---------- Document segment

The good, the bad and the bizarre in the world of travel

American Airlines’ new livery on their flagship Boeing 777s. What do you think? | Image courtesy of American Airlines
A NATION AFLOAT
Bangladesh — poor, low-lying and frequently flooded — is not on many people’s travel wish list. And maybe that’s our loss.
Because if we went, we’d see people using their own ingenuity to deal with the floodwaters threatening to gradually drown nearly 20 percent of their country…permanently.
In Bangladesh, climate change is not a theory. Melting Himalayan glaciers combine with annual monsoon rains and cyclones (what we call hurricanes) to inundate a country built on marshy delta. But the Bangladeshi people are finding ingenious ways to cope.
When major floods hit, the kids don’t go to school. It comes to them, on hand-built wooden boats — about the size of the vaporetti water buses that you’ll on the Grand Canal in Venice. Floating schools, floating health clinics, even floating libraries. There also are waterborne shelters for families displaced by floods.
But as you’ll see on the Fast Co.Design site, they’re going beyond adapting boats. They’re actually creating floating solar-powered farms producing vegetables, ducks and fish.
I would love to see all this in action. The Bangladeshis just might be more adapted to living with floodwaters than any other people on Earth.
On the other hand, that old “the monsoon ate my homework” excuse just won’t fly anymore. Sorry, kids.
BOEING’S BAD DAYS
To say it’s been a rough week for Boeing and its new 787 Dreamliner is an understatement.
By now, you know the story. A series of problems with the new jet, especially problems related to its Japanese-made lithium-ion batteries, led one airline after another to ground their 787s for safety inspections until the inevitable finally happened.

--------------------
---------- Extracted material

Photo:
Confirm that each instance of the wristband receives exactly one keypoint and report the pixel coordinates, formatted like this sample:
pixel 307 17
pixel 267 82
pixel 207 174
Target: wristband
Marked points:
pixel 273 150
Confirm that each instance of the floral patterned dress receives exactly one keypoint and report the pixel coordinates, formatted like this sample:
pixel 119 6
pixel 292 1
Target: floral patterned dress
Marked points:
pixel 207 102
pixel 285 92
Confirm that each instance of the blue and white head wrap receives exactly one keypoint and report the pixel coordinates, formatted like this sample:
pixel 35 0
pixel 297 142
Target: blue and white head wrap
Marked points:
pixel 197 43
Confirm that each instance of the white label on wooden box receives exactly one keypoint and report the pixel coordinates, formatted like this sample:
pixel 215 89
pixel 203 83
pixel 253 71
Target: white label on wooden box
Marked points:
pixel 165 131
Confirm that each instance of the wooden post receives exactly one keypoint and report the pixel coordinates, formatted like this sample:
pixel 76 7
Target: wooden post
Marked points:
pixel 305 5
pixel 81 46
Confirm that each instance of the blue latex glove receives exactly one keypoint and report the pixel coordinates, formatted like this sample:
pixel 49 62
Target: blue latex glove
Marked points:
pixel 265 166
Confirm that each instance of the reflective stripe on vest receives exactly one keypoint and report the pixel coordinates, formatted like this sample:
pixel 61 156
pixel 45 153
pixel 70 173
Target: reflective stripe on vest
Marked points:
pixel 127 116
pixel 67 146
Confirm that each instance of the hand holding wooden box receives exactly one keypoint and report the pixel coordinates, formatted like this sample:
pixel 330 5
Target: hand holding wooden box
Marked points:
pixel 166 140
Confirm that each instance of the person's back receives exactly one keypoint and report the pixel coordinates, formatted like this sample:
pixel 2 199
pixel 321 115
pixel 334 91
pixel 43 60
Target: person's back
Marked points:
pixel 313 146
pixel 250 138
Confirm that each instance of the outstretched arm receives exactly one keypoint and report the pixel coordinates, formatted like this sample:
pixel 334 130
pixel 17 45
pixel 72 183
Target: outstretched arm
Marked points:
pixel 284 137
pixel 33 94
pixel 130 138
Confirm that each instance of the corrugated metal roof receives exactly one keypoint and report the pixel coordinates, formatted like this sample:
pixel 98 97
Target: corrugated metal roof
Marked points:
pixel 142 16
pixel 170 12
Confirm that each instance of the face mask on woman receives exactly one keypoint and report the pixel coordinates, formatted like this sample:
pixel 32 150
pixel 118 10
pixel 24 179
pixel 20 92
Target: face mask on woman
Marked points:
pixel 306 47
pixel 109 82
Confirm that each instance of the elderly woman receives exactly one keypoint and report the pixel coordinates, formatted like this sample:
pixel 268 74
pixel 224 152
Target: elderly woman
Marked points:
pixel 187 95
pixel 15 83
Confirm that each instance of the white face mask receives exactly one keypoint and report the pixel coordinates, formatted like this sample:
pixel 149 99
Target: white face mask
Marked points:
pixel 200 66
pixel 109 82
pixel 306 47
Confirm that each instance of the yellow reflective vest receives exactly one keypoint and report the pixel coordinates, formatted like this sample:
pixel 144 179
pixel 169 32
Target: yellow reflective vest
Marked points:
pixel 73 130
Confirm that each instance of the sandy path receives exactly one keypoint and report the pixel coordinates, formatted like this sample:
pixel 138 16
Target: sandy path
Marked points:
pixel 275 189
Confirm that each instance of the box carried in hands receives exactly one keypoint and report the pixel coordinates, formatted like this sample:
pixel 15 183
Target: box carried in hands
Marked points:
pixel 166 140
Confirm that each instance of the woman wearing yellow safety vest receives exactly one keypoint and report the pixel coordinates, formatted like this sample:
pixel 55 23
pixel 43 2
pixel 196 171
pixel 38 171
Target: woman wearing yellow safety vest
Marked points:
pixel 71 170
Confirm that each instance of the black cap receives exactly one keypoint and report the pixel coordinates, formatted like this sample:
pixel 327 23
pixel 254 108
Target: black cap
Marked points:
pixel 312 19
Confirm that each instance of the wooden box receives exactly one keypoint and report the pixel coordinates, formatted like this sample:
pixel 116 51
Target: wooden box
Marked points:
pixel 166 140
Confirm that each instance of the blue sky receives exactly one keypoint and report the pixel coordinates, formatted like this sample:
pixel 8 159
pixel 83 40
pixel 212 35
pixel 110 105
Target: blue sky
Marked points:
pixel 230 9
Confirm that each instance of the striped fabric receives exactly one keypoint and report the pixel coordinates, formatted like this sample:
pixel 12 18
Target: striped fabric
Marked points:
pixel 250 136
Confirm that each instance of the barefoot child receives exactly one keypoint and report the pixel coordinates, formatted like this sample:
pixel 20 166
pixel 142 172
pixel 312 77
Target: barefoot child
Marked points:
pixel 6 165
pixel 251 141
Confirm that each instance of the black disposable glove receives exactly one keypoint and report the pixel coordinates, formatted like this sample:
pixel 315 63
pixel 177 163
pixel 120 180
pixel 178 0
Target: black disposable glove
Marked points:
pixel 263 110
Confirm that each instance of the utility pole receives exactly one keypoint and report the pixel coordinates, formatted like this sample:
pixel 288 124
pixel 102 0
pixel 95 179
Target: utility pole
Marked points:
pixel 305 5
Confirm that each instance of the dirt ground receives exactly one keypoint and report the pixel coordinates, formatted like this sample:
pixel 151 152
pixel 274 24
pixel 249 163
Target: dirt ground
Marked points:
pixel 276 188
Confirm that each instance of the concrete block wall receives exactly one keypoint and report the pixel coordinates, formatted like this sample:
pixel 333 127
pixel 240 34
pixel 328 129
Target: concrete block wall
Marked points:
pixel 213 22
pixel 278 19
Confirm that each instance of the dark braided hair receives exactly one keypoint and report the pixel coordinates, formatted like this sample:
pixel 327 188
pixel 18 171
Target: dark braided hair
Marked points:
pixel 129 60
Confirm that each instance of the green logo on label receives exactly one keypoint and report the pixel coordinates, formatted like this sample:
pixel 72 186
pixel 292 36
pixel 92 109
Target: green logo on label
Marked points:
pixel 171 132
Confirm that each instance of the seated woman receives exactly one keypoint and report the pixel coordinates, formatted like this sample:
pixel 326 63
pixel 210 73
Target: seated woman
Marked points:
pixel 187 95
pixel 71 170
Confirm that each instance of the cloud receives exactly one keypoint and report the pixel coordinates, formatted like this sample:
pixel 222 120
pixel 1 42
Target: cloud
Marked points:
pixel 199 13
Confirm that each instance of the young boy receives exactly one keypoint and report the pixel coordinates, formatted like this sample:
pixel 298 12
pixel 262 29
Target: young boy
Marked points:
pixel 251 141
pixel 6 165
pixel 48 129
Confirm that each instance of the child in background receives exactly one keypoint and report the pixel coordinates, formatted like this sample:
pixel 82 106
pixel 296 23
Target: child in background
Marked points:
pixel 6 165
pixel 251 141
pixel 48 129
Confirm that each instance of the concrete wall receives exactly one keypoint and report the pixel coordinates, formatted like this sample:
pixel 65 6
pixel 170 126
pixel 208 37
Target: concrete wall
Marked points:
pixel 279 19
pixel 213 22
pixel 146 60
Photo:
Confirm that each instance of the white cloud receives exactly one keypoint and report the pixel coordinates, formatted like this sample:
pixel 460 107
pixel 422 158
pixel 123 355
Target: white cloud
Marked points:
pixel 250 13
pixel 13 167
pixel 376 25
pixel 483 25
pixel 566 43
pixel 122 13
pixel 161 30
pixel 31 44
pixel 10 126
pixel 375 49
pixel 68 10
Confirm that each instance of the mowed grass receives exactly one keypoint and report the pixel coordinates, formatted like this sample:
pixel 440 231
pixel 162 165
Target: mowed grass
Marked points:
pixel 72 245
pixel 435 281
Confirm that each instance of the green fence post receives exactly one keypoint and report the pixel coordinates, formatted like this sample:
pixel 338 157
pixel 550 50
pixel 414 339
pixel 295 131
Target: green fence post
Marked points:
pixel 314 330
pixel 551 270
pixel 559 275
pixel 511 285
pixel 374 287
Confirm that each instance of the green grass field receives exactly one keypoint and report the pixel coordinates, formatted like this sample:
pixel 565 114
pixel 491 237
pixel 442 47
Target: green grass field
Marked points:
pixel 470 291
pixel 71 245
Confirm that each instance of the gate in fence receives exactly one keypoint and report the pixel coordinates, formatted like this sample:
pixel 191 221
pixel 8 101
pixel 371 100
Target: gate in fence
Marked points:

--------------------
---------- Extracted material

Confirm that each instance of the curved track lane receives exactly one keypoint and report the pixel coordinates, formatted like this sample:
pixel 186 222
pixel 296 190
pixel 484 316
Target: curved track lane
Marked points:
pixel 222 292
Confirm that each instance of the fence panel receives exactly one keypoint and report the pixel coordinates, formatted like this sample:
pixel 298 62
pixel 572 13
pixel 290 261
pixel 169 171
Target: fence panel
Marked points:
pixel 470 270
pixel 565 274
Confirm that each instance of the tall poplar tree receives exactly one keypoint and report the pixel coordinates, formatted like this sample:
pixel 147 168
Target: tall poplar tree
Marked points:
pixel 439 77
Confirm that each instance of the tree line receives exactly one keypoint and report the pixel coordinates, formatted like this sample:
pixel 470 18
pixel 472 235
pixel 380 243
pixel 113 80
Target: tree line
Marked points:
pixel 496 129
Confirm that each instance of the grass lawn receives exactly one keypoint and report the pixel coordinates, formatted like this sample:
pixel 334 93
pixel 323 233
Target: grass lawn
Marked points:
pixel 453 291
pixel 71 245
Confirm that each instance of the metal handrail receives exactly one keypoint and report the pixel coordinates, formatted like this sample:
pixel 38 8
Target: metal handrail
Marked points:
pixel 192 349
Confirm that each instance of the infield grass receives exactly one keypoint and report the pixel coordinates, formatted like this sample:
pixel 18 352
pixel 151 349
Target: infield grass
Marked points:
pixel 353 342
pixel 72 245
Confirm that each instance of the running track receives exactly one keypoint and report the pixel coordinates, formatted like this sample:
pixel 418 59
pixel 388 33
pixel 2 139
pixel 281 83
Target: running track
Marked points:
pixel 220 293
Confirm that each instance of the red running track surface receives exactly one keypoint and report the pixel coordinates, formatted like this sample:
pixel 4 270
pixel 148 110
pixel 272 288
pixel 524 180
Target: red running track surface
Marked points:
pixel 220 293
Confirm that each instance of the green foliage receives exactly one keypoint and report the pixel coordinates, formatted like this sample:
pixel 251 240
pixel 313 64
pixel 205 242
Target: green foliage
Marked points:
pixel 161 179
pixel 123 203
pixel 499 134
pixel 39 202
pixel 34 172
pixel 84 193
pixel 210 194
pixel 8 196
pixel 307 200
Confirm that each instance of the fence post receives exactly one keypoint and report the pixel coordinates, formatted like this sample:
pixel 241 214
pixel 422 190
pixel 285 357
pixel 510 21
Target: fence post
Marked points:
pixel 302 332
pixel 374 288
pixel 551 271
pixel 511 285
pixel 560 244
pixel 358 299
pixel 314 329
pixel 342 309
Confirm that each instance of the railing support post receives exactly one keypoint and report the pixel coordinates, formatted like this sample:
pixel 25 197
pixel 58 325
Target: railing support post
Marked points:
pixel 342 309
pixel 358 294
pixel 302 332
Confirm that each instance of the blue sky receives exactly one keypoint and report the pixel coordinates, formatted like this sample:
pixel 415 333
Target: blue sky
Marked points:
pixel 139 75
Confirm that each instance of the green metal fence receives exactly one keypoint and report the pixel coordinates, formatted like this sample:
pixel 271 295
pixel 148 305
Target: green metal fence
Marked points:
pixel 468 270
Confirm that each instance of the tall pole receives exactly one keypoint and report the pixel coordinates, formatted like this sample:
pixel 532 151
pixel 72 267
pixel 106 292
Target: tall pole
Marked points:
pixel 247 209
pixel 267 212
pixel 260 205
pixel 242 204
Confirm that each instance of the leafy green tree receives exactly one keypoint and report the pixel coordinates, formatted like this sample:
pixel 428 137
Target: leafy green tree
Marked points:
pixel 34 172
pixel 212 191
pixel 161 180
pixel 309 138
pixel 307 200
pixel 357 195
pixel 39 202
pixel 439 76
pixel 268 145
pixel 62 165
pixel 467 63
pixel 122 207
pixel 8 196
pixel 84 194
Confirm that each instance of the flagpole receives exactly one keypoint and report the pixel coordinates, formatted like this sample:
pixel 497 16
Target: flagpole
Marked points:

--------------------

> [Your objective] Return the stretch of the travel column from "But as you’ll" through "is an understatement.", copied word for word.

> [Answer box]
But as you’ll see on the Fast Co.Design site, they’re going beyond adapting boats. They’re actually creating floating solar-powered farms producing vegetables, ducks and fish.
I would love to see all this in action. The Bangladeshis just might be more adapted to living with floodwaters than any other people on Earth.
On the other hand, that old “the monsoon ate my homework” excuse just won’t fly anymore. Sorry, kids.
BOEING’S BAD DAYS
To say it’s been a rough week for Boeing and its new 787 Dreamliner is an understatement.